Start of Provided records

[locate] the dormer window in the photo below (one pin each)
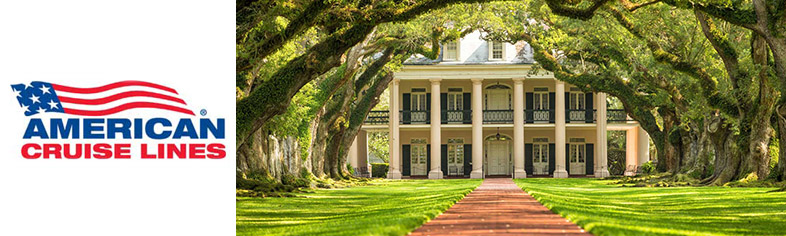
(497, 51)
(451, 51)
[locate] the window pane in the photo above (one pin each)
(573, 101)
(451, 101)
(459, 102)
(536, 101)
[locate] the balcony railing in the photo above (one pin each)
(378, 117)
(493, 116)
(497, 116)
(617, 115)
(415, 116)
(535, 115)
(578, 115)
(457, 116)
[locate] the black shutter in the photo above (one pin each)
(405, 160)
(528, 159)
(530, 105)
(589, 105)
(467, 116)
(467, 159)
(567, 107)
(552, 105)
(428, 159)
(552, 159)
(406, 107)
(444, 159)
(428, 108)
(590, 164)
(443, 106)
(567, 159)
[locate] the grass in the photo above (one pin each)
(384, 207)
(606, 209)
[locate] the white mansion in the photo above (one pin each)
(479, 111)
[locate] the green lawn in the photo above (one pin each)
(605, 209)
(382, 208)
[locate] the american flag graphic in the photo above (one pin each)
(40, 97)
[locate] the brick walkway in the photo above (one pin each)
(499, 207)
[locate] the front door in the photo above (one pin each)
(577, 105)
(419, 157)
(540, 158)
(498, 157)
(455, 157)
(455, 107)
(541, 106)
(578, 159)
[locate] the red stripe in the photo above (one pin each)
(119, 96)
(64, 88)
(127, 106)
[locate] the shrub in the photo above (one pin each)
(295, 182)
(648, 168)
(379, 170)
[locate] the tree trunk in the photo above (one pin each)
(273, 96)
(698, 152)
(727, 154)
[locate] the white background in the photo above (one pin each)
(186, 45)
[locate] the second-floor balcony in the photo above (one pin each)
(378, 117)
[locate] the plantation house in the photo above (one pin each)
(480, 110)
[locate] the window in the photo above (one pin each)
(451, 51)
(577, 99)
(455, 99)
(497, 50)
(419, 99)
(541, 99)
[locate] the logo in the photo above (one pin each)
(87, 132)
(40, 97)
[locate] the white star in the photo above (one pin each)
(44, 89)
(52, 104)
(35, 99)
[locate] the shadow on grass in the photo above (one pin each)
(604, 209)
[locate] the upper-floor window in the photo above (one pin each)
(497, 50)
(418, 100)
(451, 51)
(455, 99)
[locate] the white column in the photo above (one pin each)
(518, 129)
(477, 129)
(394, 172)
(630, 151)
(436, 132)
(559, 131)
(601, 169)
(644, 146)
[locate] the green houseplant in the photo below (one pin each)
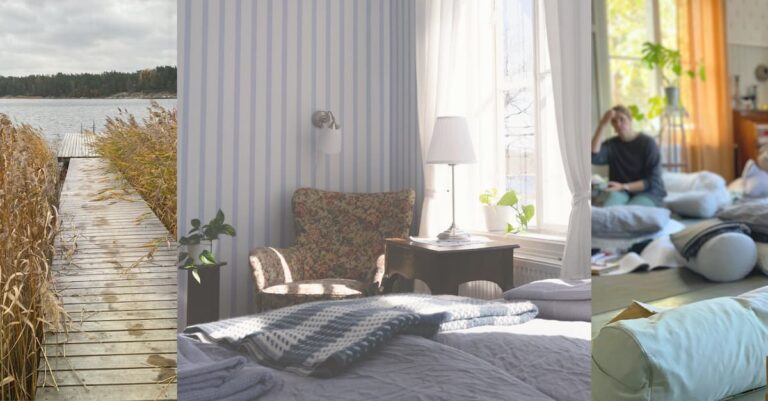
(505, 213)
(668, 62)
(199, 245)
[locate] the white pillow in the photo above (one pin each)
(762, 257)
(726, 257)
(755, 181)
(703, 351)
(564, 310)
(698, 194)
(552, 290)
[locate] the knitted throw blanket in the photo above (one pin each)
(322, 338)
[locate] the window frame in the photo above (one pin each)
(602, 57)
(542, 231)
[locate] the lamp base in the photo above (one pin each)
(453, 233)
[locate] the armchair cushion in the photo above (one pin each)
(345, 232)
(339, 246)
(298, 292)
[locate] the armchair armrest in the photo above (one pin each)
(272, 266)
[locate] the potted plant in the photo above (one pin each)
(505, 213)
(199, 260)
(655, 55)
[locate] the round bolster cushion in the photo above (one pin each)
(704, 351)
(726, 257)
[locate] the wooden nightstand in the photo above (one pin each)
(443, 269)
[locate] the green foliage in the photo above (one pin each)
(158, 79)
(655, 55)
(523, 213)
(199, 234)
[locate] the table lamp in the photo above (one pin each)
(451, 145)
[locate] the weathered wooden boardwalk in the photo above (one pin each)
(120, 293)
(75, 144)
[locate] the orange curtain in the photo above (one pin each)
(701, 24)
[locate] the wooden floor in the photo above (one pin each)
(119, 292)
(664, 288)
(76, 145)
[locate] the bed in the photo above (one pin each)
(537, 360)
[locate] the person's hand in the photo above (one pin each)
(614, 186)
(607, 117)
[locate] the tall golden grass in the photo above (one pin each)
(145, 154)
(29, 176)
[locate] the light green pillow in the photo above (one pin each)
(704, 351)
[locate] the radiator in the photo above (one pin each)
(527, 269)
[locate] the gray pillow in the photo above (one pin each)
(564, 310)
(627, 221)
(699, 204)
(752, 213)
(762, 257)
(552, 290)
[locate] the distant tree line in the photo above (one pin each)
(159, 79)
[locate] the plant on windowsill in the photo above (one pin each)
(505, 213)
(667, 61)
(199, 245)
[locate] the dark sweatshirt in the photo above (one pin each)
(632, 161)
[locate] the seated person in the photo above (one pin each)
(633, 159)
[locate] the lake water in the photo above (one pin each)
(57, 116)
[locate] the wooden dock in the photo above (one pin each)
(119, 291)
(76, 145)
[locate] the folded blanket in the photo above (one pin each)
(203, 378)
(689, 241)
(322, 338)
(552, 290)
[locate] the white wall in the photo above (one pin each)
(747, 34)
(251, 73)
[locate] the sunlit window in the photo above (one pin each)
(629, 24)
(533, 162)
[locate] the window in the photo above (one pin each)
(628, 24)
(534, 166)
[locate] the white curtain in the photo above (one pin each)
(455, 75)
(568, 26)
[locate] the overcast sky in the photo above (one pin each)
(50, 36)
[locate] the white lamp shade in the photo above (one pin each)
(451, 143)
(329, 140)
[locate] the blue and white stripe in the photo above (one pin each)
(252, 72)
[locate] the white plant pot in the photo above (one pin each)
(497, 217)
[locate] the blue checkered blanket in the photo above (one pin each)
(322, 338)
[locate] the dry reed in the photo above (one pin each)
(145, 154)
(29, 176)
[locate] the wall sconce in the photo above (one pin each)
(329, 139)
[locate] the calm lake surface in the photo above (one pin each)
(58, 116)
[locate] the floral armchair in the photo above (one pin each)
(339, 247)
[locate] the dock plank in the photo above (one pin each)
(75, 144)
(120, 342)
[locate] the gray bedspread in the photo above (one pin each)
(552, 356)
(410, 368)
(324, 338)
(537, 360)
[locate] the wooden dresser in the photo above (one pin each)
(745, 130)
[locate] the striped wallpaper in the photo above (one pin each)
(251, 74)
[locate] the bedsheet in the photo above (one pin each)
(552, 356)
(408, 368)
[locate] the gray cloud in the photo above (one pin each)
(50, 36)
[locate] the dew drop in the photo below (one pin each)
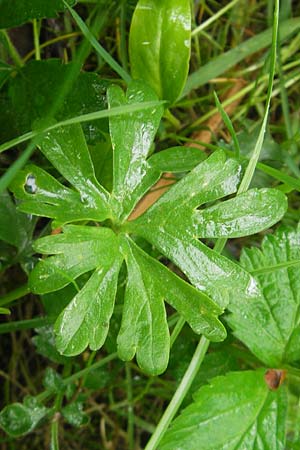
(30, 184)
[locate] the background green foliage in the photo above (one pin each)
(114, 288)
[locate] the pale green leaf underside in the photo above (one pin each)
(233, 412)
(270, 326)
(159, 45)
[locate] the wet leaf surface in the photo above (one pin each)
(270, 325)
(236, 411)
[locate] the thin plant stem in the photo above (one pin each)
(180, 393)
(204, 343)
(130, 413)
(36, 39)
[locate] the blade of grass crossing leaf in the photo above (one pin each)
(117, 111)
(204, 343)
(281, 176)
(257, 149)
(7, 178)
(229, 125)
(95, 44)
(214, 18)
(179, 395)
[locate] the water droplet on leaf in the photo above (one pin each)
(30, 184)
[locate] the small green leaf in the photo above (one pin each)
(43, 195)
(44, 342)
(78, 250)
(85, 321)
(159, 45)
(176, 159)
(243, 215)
(130, 165)
(15, 228)
(67, 150)
(53, 381)
(270, 325)
(236, 411)
(18, 419)
(144, 329)
(14, 12)
(74, 414)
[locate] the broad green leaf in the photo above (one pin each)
(15, 12)
(85, 321)
(159, 45)
(67, 150)
(236, 411)
(214, 178)
(15, 227)
(168, 224)
(43, 195)
(30, 93)
(130, 165)
(77, 250)
(245, 214)
(18, 419)
(270, 325)
(94, 253)
(144, 329)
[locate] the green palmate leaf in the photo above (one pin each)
(14, 12)
(144, 328)
(240, 216)
(42, 195)
(159, 45)
(67, 150)
(171, 225)
(131, 179)
(18, 419)
(85, 321)
(270, 326)
(78, 250)
(237, 411)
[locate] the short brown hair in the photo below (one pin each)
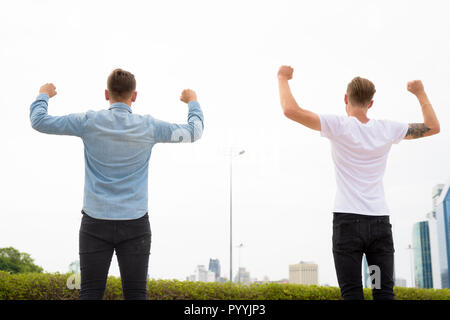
(121, 84)
(360, 91)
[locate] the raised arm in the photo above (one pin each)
(430, 125)
(71, 124)
(290, 107)
(191, 131)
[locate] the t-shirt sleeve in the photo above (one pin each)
(398, 131)
(330, 125)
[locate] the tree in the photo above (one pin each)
(14, 261)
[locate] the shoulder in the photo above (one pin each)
(333, 119)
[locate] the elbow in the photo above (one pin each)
(197, 132)
(197, 135)
(288, 113)
(35, 124)
(436, 130)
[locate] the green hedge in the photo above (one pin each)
(46, 286)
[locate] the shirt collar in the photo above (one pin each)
(120, 106)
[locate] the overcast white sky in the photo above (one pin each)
(229, 52)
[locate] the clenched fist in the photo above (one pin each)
(188, 95)
(285, 72)
(415, 87)
(48, 88)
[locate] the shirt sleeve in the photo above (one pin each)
(71, 124)
(398, 131)
(330, 125)
(167, 132)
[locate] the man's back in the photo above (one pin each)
(359, 154)
(117, 149)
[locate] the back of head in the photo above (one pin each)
(360, 92)
(121, 84)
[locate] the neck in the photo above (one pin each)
(128, 102)
(358, 112)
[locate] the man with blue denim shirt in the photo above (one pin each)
(117, 150)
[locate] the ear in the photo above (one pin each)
(134, 96)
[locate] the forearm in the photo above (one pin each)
(293, 111)
(38, 111)
(195, 120)
(429, 116)
(287, 100)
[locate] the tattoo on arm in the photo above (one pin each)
(417, 130)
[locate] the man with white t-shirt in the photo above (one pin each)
(359, 148)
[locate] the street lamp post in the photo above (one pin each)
(239, 261)
(231, 211)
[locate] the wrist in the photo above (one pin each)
(421, 95)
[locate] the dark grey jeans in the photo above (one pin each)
(353, 236)
(131, 239)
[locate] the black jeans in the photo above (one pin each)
(131, 239)
(353, 236)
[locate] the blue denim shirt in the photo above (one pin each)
(117, 149)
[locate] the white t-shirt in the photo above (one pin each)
(359, 154)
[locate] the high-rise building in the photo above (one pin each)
(74, 267)
(242, 276)
(304, 273)
(422, 255)
(441, 204)
(201, 274)
(214, 266)
(400, 282)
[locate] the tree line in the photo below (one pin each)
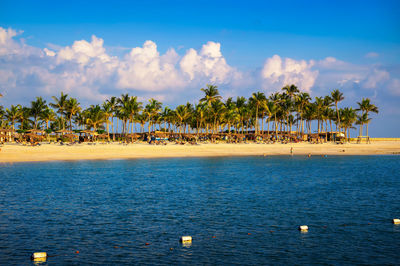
(276, 114)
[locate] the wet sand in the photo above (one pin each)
(54, 152)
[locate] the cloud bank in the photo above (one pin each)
(86, 70)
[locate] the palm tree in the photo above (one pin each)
(302, 101)
(211, 95)
(113, 105)
(48, 115)
(108, 112)
(60, 104)
(134, 108)
(123, 110)
(361, 120)
(71, 109)
(23, 118)
(365, 106)
(348, 118)
(217, 109)
(151, 109)
(13, 114)
(37, 107)
(337, 96)
(257, 99)
(95, 116)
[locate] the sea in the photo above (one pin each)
(238, 211)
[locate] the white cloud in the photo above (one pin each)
(86, 70)
(372, 55)
(394, 87)
(208, 63)
(144, 69)
(277, 73)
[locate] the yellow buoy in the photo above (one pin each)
(39, 256)
(303, 228)
(186, 239)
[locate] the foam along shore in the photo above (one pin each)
(51, 152)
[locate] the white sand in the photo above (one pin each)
(50, 152)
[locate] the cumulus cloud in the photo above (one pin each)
(145, 69)
(208, 63)
(85, 69)
(278, 73)
(371, 55)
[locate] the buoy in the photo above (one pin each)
(303, 228)
(39, 256)
(186, 239)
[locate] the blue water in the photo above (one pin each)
(239, 210)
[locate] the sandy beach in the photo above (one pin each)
(53, 152)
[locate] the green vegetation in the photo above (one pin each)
(280, 112)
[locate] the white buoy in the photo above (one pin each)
(186, 239)
(39, 256)
(303, 228)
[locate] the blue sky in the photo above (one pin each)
(240, 46)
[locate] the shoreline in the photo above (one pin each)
(11, 153)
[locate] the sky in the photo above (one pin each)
(170, 49)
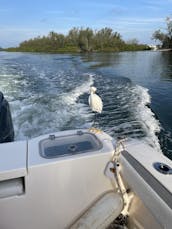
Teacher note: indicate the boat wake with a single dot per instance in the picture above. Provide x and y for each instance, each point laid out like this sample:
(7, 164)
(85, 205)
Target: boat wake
(55, 97)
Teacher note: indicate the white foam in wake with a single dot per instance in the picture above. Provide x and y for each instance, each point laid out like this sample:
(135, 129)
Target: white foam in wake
(72, 96)
(147, 118)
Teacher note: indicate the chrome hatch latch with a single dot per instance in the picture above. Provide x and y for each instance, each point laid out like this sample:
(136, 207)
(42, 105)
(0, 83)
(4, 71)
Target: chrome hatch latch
(162, 168)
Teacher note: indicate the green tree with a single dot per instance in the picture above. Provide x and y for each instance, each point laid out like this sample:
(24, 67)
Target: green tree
(164, 37)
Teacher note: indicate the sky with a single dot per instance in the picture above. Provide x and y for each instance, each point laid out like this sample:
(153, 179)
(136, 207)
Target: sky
(133, 19)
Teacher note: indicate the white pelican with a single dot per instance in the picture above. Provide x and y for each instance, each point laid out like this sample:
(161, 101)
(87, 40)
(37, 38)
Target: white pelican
(95, 101)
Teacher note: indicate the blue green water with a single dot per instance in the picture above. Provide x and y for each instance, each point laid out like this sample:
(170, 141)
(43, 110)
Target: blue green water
(49, 93)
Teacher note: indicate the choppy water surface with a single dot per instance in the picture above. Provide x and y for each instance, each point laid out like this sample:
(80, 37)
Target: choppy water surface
(48, 93)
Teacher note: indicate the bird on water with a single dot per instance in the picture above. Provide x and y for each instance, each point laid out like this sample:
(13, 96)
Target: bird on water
(95, 101)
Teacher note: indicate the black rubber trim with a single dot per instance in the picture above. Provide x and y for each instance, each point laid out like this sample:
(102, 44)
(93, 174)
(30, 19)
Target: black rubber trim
(157, 187)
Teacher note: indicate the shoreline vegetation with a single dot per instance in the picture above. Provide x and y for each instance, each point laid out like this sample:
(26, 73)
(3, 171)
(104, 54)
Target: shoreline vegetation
(79, 40)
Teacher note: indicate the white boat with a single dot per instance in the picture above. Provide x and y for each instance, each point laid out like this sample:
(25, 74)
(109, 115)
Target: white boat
(83, 179)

End of Provided records

What you need to do: Reproduce exactly the line containing "Target: choppy water surface" and all lines after it through the end of the listing above; leave out every earlier line.

Written reply:
Target: choppy water surface
(48, 93)
Teacher note: indicate the bird on water with a single dot per instance in the picture above. Provide x and y for each instance, each point laid out like this sample:
(13, 96)
Target: bird on water
(95, 101)
Teacher note: indicate the black rubber trim with a single dot per instance in the picture above. Provide x and y for each instance, each point laid out like this sample:
(102, 44)
(93, 174)
(30, 19)
Target: black rubber trim
(157, 187)
Teacher note: indicate the shoreline vegetation with a single dot per instance in the picture above. Provide x and y for each instance, each point laid out like this sample:
(26, 73)
(3, 171)
(104, 54)
Target: shoreline vegetation
(79, 40)
Teacher note: indicate the white boat with a single dot per instance in the picture above. Provide x and y for each instance, each point laid out like this sample:
(25, 74)
(109, 115)
Target: white boat
(83, 179)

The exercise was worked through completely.